(About this exercise): When copying the data, keep every line exactly the same.
----- Data supplied -----
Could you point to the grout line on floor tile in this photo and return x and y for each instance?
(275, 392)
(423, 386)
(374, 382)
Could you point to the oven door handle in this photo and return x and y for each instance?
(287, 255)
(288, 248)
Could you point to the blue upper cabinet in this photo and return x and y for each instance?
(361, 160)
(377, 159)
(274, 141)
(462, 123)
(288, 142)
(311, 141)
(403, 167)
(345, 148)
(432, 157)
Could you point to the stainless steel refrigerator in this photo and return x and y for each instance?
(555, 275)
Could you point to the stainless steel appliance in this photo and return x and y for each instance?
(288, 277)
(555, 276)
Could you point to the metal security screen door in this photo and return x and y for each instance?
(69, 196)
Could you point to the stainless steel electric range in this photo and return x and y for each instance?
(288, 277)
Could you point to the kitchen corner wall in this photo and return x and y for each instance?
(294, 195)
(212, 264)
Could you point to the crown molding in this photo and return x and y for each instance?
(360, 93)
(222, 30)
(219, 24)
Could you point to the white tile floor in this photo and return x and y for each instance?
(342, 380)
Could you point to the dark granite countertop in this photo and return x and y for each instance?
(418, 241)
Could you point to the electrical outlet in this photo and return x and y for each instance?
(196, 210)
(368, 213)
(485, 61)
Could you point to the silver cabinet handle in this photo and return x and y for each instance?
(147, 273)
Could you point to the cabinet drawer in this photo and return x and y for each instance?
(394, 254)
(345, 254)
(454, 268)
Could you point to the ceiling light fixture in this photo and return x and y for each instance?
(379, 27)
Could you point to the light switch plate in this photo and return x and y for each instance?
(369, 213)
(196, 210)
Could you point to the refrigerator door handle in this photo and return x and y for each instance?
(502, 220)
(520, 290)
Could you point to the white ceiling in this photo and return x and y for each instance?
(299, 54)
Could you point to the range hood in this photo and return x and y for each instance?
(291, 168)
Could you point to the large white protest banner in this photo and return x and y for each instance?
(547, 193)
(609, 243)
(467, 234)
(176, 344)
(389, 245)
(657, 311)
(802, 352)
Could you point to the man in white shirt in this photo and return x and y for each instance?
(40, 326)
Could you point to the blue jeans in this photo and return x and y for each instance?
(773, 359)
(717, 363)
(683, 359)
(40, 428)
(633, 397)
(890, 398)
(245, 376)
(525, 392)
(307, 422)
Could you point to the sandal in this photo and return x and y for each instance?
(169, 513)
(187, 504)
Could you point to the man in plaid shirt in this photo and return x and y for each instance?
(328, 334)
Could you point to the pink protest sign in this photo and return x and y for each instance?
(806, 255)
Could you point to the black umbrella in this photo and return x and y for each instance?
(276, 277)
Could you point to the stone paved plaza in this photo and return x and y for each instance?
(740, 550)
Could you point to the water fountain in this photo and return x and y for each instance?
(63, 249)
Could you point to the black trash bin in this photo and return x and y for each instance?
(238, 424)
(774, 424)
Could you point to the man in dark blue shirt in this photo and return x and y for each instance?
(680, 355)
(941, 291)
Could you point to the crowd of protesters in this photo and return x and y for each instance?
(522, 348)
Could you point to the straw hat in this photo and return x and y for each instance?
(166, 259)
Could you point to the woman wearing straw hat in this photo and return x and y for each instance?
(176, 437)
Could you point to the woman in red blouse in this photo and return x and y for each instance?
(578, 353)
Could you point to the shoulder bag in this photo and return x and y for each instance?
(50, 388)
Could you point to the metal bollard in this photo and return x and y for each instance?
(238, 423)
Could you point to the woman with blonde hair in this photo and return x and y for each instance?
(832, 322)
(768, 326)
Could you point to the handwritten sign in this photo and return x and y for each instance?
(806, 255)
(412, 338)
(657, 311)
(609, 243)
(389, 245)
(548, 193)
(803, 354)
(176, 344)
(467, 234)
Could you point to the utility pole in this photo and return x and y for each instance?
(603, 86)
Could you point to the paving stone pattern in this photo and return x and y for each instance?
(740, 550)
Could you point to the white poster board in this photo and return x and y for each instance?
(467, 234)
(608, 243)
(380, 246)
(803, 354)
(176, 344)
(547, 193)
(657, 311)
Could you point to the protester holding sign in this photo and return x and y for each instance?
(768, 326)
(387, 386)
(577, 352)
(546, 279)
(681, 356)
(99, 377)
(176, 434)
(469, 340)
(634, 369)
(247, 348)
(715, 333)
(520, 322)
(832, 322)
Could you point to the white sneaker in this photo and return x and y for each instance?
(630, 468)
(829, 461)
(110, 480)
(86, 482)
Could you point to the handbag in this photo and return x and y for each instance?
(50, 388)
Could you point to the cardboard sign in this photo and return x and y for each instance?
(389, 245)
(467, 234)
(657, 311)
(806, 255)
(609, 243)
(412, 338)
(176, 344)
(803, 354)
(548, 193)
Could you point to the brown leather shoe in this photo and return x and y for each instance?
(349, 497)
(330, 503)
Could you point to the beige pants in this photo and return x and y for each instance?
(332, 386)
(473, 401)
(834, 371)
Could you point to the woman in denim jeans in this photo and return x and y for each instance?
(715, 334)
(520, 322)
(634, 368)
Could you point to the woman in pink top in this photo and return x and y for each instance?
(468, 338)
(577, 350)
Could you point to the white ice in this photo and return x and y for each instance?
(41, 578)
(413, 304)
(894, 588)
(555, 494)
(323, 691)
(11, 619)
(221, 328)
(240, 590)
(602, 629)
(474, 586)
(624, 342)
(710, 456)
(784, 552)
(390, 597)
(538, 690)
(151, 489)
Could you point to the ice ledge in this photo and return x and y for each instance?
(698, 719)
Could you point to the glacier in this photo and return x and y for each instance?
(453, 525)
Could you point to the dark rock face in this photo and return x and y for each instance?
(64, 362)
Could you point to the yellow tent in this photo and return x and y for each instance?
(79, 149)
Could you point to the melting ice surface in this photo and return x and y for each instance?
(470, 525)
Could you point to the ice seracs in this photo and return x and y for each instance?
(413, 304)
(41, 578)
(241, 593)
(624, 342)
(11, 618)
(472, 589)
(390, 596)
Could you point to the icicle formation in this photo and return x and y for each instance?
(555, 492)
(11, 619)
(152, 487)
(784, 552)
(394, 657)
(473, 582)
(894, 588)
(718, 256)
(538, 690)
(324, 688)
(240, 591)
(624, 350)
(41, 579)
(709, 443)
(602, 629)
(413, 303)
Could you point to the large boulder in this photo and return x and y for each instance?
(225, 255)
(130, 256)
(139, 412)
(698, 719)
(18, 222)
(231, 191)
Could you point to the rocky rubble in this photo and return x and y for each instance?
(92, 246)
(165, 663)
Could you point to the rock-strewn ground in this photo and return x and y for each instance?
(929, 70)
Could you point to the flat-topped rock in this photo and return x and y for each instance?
-----
(Written response):
Could you point to the grout line on floor tile in this photo and return x and y for each instance?
(275, 392)
(423, 386)
(374, 382)
Could you point to the oven door handle in this photo and return x and y for each instance?
(287, 255)
(288, 248)
Could you point to the blue upper cabinet in this photo and return x and y for each instance?
(361, 160)
(377, 159)
(274, 141)
(462, 123)
(288, 142)
(311, 141)
(403, 167)
(345, 148)
(432, 157)
Could you point to the stainless steel refrigerator in this photo and return x and y for each instance?
(555, 275)
Could you point to the stainless steel appliance in this photo and return x and y for each instance?
(288, 277)
(555, 276)
Could you point to the metal security screen door in this photo and return x and y for each instance?
(69, 196)
Could you point to the stainless steel electric range in this photo and return x and y for each instance?
(288, 277)
Could you point to the kitchen corner wall in this photo and return x and y for each instance?
(294, 195)
(212, 264)
Could you point to the crown molding in this photo and return x and y for each instance?
(360, 93)
(222, 30)
(219, 24)
Could you point to the white tile floor in this photo and return x and y for each instance?
(342, 380)
Could you point to the dark granite countertop in this photo and return x and y for each instance?
(418, 241)
Could you point to the electrical outlet in this photo and return x and y for each instance?
(196, 210)
(368, 213)
(485, 61)
Could you point to the silver cabinet handle in this photo and return x and y for each instance?
(147, 273)
Could you point to the cabinet drawer in this photo and return x and y for each instance?
(394, 254)
(345, 254)
(454, 268)
Could you point to the ceiling light fixture in this photo and return x and y for each instance?
(379, 27)
Could you point to the light switch plate in this photo and return x and y for each instance?
(369, 213)
(196, 210)
Could you point to the refrigerator door handle in this photo and return x and y for each instance?
(502, 220)
(520, 290)
Could you point to the white ceiling in this photo and return x and y for each instance?
(299, 54)
Could you point to the range hood in this photo and return x and y for each instance?
(291, 168)
Could you point to the large white protest banner in this photo and return x and y for each instance?
(547, 193)
(609, 243)
(467, 234)
(176, 344)
(389, 245)
(657, 311)
(802, 352)
Could you point to the man in white shirt in this photo and return x and y for each instance?
(40, 326)
Could you point to the blue jeans in this photo and return x and y for each instance?
(773, 359)
(717, 363)
(683, 359)
(40, 428)
(633, 397)
(890, 398)
(245, 376)
(525, 392)
(307, 422)
Could you point to the sandal in this photo and return x and y for each instance?
(169, 513)
(187, 504)
Could you point to the man in plaid shirt in this photo and return x and y for each instance?
(328, 334)
Could you point to the pink protest sign in this photo and return x and y for each instance?
(806, 255)
Could you point to the black umbrella in this photo and return x and y for each instance?
(276, 277)
Could you point to the stone paved plaza in this photo and return x and y for each instance?
(740, 550)
Could you point to the water fountain in this photo and return x and y for each instance?
(63, 249)
Could you point to the black trash bin in this photo and return x and y for each instance?
(238, 424)
(774, 424)
Could you point to the man in dark blue shirt in this photo and return x and y for each instance?
(680, 355)
(941, 291)
Could you point to the crowd of protesters in this photo and return x and y for each instance?
(522, 348)
Could you point to the straw hat in this photo and return x and y for each instance?
(166, 259)
Could you point to the woman wearing straw hat in this photo and return x and y for each instance?
(176, 437)
Could you point to the woman in red blouse in this photo and return x and y for each instance?
(578, 353)
Could you point to the shoulder bag in this photo and return x and y for each instance?
(50, 388)
Could you point to the metal bollard in this photo and return x and y for each instance?
(238, 423)
Could you point to the woman with blonde hair in this photo and return x and y for each instance?
(832, 322)
(768, 326)
Could you point to the handwritten sign in this photo and return x and y for each instance?
(806, 255)
(412, 338)
(657, 311)
(609, 243)
(389, 245)
(548, 193)
(803, 354)
(176, 344)
(467, 234)
Could you point to the utility pole in this photo and return x and y for each instance?
(603, 86)
Could you point to the paving stone pattern in this photo and return x and y for each instance?
(740, 550)
Could you point to the white poster board in this photo and return x and y for each instance?
(467, 234)
(608, 243)
(380, 246)
(803, 354)
(176, 344)
(547, 193)
(657, 311)
Could you point to the protester holding sign in this photo and return x and y for each instance?
(768, 326)
(387, 386)
(577, 352)
(546, 279)
(681, 356)
(99, 377)
(176, 434)
(469, 340)
(634, 369)
(247, 348)
(715, 333)
(520, 322)
(832, 322)
Could you point to the white sneaker in this photo and return x and y for each instance?
(630, 468)
(829, 461)
(110, 480)
(86, 482)
Could you point to the handbag in this photo and return x and y for each instance?
(50, 388)
Could you point to the cardboard sign in this photo and return x and y for each instance?
(389, 245)
(467, 234)
(657, 311)
(806, 255)
(609, 243)
(412, 338)
(176, 344)
(803, 354)
(548, 193)
Could you point to the brown leather shoe in this photo and return x and y for each instance?
(349, 497)
(330, 503)
Could you point to the beige pants in this photo and return x and y for each instance?
(332, 386)
(473, 401)
(834, 371)
Could you point to the woman in denim jeans in this photo and return x and y for each instance?
(715, 334)
(520, 322)
(634, 368)
Could you point to the woman in pink top in this photo and return x and y for each instance?
(468, 338)
(577, 350)
Could you point to the white ice in this photo and return x and y for each instance?
(41, 578)
(413, 304)
(894, 588)
(555, 494)
(323, 691)
(11, 619)
(221, 328)
(240, 590)
(602, 629)
(474, 586)
(624, 342)
(710, 456)
(784, 552)
(390, 597)
(538, 690)
(151, 489)
Could you point to the ice ledge in this photo and return x and y for each instance?
(698, 719)
Could you point to the glacier in this photo and return x and y for each instance?
(453, 525)
Could you point to the dark rock face in this photo and return x and y for each instance?
(64, 362)
Could you point to the yellow tent in this photo and return x and y for each instance?
(79, 149)
Could you point to the melting ice surface in this photo and return x and y for each instance?
(470, 525)
Could you point to the ice seracs in this photo and return x and y for each instance?
(413, 304)
(41, 578)
(241, 593)
(624, 342)
(11, 618)
(472, 589)
(390, 596)
Could you point to the icicle formation in this photo and return x and y for each instance?
(555, 492)
(11, 619)
(152, 487)
(784, 552)
(394, 657)
(473, 582)
(894, 588)
(718, 256)
(538, 690)
(324, 688)
(240, 591)
(624, 350)
(41, 579)
(709, 443)
(602, 629)
(413, 303)
Could you point to the large boulder in this photo and return x and y for each instance?
(225, 255)
(130, 256)
(139, 412)
(698, 719)
(18, 222)
(231, 191)
Could you point to the rocky rubble in this photo and return x and y for each instance?
(92, 246)
(165, 663)
Could you point to the rock-strewn ground in this photo and return x and y for each instance?
(929, 70)
Could you point to the flat-topped rock in this photo and return x and y for each instance?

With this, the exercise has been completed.